● Problems to solve:
A) From the forum thread on running an air stone at night in a CO2-injected tank, list every question kicksilver asks in the opening post.
B) Carry on the forum thread about air stones in CO2-injected tanks from its last post.

● Supplied passage:
+===+

# Air stone at night for CO2 injected tank?



## kicksilver (Aug 9, 2012)

What are your thoughts on this? If someone is running CO2 during the day should they run an air-stone at night for the safety of the fish? What if they are using DIY yeast CO2, which goes 24/7? Is it really necessary to run an air-stone at night in a planted tank?


----------



## tbub1221 (Nov 1, 2012)

i use a air stone in my heavily planted tank along with my co2 DIY yeast contraption and it all works beautiful.
i think if it was me in your situation is just put an air stone in the tank the plants make some oxygen but it could fluctuate and depending on what plants and the fish load it could not really be enough. its not a big deal to to run a single air line and if it provides Positive increase in water quality which will in turn make my fish healthier and happier so they live longer why even chance it.

+===+

● Data lines:
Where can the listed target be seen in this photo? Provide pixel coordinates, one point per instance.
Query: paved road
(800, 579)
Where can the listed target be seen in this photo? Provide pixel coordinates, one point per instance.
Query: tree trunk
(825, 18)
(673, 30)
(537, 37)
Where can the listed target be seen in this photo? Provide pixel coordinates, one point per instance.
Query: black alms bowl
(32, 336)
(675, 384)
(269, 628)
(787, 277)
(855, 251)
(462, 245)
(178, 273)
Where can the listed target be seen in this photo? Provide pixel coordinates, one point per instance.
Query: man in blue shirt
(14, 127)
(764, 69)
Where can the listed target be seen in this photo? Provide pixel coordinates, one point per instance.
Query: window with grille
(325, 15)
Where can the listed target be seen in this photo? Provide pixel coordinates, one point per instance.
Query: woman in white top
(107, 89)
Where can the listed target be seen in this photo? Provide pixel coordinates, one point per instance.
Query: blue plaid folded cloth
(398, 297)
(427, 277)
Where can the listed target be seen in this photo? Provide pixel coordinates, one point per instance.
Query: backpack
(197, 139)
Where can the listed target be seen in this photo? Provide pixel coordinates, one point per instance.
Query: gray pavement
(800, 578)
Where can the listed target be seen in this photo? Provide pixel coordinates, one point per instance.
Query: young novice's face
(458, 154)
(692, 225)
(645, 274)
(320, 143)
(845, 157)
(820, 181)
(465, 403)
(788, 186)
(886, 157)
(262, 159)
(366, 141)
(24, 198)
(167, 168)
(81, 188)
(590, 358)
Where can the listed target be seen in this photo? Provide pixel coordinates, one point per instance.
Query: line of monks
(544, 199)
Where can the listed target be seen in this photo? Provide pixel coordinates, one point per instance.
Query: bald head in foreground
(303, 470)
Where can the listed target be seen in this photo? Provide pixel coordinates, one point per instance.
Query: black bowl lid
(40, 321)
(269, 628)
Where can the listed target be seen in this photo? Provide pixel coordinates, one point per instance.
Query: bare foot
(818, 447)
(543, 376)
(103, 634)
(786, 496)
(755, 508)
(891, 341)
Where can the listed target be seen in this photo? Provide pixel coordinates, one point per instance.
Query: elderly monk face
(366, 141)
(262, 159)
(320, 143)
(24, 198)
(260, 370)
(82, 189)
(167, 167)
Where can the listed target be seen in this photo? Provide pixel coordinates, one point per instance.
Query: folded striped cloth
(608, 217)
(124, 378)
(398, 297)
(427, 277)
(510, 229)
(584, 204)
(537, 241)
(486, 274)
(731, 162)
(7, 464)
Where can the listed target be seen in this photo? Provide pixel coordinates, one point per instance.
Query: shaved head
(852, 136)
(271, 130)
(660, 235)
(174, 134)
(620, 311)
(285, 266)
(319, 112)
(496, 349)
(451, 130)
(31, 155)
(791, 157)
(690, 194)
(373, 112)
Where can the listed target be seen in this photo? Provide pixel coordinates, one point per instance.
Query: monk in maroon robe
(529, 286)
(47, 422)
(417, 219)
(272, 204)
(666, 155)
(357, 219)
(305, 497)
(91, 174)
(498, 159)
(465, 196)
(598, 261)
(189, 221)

+===+

● Replies:
A)
1. What are your thoughts on this?
2. If someone is running CO2 during the day should they run an air-stone at night for the safety of the fish?
3. What if they are using DIY yeast CO2, which goes 24/7?
4. Is it really necessary to run an air-stone at night in a planted tank?

B)
i know you just took the under gravel system out of your tank so youv lost a whole lot of gas exchange and since your attempting to keep it quiet (no splashing etc..) i dont see another way. you could potentially be fine or possibly setting yourself up to fail .. is an air pump really so loud that youd rather your fish to labor rather than be healthy (keep in mind although you can easily see ill fish or fish in pore water quality labor to breath you will not as easilly notice smaller slower prolonged exposure effects until it could be to late for some).
another question that makes these types of questions better answerable is more info. i know its a 45 bow front i remembered that tid bit from another post , but we know nothing of the fish load and although you say its planted some ppls idea of a planted tank is light 1-2 maybe 4 plants some people literally have such dense planted tanks you cant see the back wall. 
Id assume its thick if your even attempting this but knowing your also running co2 makes me more concerned


----------



## Gizmo (Dec 6, 2010)

I don't think an air stone is needed at night, unless you have a heavily planted and heavily stocked tank. I've been running my ten gallon with medium plant density and heavy population on pressurized CO2 for 11 hours a day, turned off at night with no bubbler, and things are just peachy.


----------



## clep.berry (Mar 4, 2012)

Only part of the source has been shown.